L’industria ha scalzato i veterinari in fatto di nutrizione: le informazione che riceviamo sull’argomento sono spesso condizionate dagli interessi delle grandi case di produzione.
La qualità dello stesso insegnamento dei principi del nutrizionismo animale, poi, dipende da facoltà a facoltà e, in verità, non è mai molto adeguato e manca di una formazione permanente per gli studenti.
Molti alimenti industriali sono fatti interamente di cereali che si utilizzano come fonte proteica ma sono privi di amminoacidi essenziali, come la lisina. L’industria farmaceutica cerca di supplire a questa mancanza attraverso il suo surrogato presente nella farina di carne, che viene miscelata con i cereali. La qualità di queste proteine lascia molto a desiderare, soprattutto in quanto a digeribilità: l’etichettatura non aiuta né il padrone ma neanche un nutrizionista a capire il valore proteico presente. Altro punto controverso è la mancanza di precisione nell’indicazione dei grassi, dei carboidrati minerali de delle vitamine.

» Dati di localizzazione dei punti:

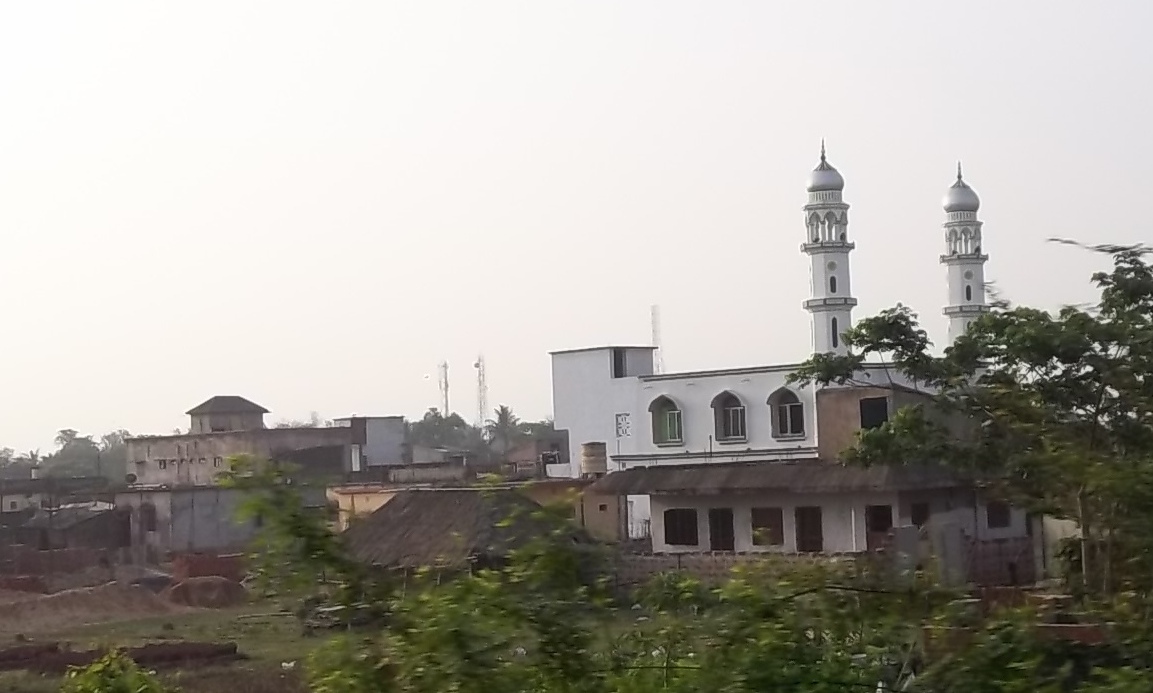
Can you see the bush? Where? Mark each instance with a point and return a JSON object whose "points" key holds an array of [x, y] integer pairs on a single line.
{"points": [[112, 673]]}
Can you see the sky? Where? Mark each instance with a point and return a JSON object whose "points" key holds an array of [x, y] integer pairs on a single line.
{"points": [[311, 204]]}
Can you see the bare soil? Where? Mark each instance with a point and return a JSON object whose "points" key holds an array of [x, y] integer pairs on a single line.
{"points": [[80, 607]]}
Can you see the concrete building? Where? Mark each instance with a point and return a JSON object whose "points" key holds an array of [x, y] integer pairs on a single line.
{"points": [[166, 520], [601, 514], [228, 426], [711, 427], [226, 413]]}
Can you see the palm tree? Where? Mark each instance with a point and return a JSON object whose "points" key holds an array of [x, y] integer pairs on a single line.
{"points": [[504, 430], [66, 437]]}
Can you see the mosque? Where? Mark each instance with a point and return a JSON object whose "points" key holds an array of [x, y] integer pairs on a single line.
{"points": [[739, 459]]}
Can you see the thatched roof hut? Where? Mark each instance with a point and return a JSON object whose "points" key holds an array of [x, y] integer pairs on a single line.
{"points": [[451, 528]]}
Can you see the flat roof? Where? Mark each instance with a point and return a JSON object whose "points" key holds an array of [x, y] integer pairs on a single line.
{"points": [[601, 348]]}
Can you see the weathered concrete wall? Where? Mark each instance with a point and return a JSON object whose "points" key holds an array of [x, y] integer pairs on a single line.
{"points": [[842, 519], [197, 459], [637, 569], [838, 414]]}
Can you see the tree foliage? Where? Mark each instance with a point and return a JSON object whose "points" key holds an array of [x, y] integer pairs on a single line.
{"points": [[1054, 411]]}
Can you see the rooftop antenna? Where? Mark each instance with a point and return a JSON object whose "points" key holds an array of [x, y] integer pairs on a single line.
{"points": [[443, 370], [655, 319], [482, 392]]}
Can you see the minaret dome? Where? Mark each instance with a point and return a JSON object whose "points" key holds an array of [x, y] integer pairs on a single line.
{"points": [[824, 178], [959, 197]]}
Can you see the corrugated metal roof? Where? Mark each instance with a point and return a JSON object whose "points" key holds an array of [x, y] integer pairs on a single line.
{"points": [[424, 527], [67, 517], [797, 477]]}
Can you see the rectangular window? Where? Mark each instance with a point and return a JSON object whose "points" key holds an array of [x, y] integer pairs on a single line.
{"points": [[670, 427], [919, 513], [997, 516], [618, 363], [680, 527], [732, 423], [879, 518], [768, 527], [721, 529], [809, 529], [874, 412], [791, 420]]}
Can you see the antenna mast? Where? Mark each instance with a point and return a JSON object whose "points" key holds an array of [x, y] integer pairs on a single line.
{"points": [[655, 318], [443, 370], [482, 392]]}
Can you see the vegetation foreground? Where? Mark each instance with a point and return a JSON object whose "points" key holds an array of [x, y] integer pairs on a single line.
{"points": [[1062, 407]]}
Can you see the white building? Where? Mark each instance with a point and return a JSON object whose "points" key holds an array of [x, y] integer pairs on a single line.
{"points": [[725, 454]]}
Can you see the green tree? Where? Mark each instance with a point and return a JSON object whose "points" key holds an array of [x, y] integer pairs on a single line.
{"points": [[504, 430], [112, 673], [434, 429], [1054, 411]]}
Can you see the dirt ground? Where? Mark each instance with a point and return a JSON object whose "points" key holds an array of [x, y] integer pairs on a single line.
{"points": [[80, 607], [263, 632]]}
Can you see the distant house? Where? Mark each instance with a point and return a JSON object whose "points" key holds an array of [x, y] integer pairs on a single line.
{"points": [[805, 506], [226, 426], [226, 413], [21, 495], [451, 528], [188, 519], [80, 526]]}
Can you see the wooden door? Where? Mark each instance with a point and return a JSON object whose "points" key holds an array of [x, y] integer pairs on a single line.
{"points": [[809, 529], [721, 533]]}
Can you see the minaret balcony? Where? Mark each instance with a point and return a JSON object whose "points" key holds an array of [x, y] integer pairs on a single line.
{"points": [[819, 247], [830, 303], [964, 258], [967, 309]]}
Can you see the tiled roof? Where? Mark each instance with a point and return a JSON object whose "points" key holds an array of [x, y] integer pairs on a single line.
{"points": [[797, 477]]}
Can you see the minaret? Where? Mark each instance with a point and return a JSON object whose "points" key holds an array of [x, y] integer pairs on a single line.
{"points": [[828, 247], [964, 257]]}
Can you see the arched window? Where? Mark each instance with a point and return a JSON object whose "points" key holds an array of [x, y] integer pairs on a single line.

» ATTIVITÀ A:
Nel testo sulla nutrizione animale, quale amminoacido essenziale manca nei cereali usati come fonte proteica?
» ATTIVITÀ B:
Traduci in inglese questa frase del testo sulla nutrizione animale: "Molti alimenti industriali sono fatti interamente di cereali che si utilizzano come fonte proteica ma sono privi di amminoacidi essenziali, come la lisina."
» ATTIVITÀ C:
Riprendi il testo sulla nutrizione animale dopo l'ultima frase e prosegui con qualche frase nello stesso tono.

» SPAZIO RISPOSTA A:
La lisina.

» SPAZIO RISPOSTA B:
Many commercial foods are made entirely of grains that are used as a protein source but lack essential amino acids, such as lysine.

» SPAZIO RISPOSTA C:
I mangimi secchi per cani, dunque, contengono il 60% di cereali. Non che il cane sia un carnivoro, certo. A differenza del gatto, è un animale onnivoro ma non è certo strutturato per essere un vegetariano. L’eccesso di carboidrati e di lipidi solo in parte è digerito, sovraccaricando tutto l’apparato con un eccesso di fermentazioni che alterno la flora intestinale. Il risultato è la proliferazione della flora batterica, l’assorbimento di componenti tossici dall’intestino e l’aumento della flatulenza.
Cani e gatti sono capaci di assorbire solo alcuni amidi, come quelli del riso, mentre gli amidi del frumento, dei fagioli e dell’avena sono anzi dannosi per il loro organismo. Le patate, però, sono più digeribili se riscaldate. Bisogna tener presente che i cuccioli e i cani adulti non hanno alcun bisogno di carboidrati nella dieta: il saccarosio può essere aggiunto nei mangimi umidi come la melassa, la frutta e la verdura, ma né i cani né tanto meno i gatti hanno una quantità di saccarasi tali da sintetizzare questo zucchero oltre una certa soglia. La diarrea che ne consegue è di solito il prodotto della fermentazione dei carboidrati che producono acidi grassi in eccesso. Questi alterano la mucosa protettiva della parete intestinale rendendola permeabile a qualsiasi sostanza facendo impazzire gli anticorpi locali che danno reazioni allergiche per qualsiasi alimento non digerito.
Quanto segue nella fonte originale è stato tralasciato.